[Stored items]
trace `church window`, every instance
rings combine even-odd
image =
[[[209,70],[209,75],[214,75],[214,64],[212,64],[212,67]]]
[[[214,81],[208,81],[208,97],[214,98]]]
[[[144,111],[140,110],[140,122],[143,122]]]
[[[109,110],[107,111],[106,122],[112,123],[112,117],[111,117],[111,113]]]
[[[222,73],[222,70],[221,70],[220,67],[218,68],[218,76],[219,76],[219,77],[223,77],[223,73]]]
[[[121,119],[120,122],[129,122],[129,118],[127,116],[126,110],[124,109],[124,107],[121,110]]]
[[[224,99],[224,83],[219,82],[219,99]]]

• What is being asked
The data above should be returned in full, exactly as written.

• Answer for the task
trace `church window`, every instance
rings combine even-odd
image =
[[[209,70],[209,75],[214,75],[214,64],[212,64],[212,67]]]
[[[214,81],[208,81],[208,97],[214,98]]]
[[[144,111],[140,110],[140,122],[143,122]]]
[[[109,110],[107,111],[106,122],[112,123],[112,117],[111,117],[111,113]]]
[[[222,73],[222,70],[221,70],[220,67],[218,68],[218,76],[219,76],[219,77],[223,77],[223,73]]]
[[[121,119],[120,122],[129,122],[129,118],[127,116],[126,110],[124,109],[124,107],[121,110]]]
[[[224,99],[224,83],[219,82],[219,99]]]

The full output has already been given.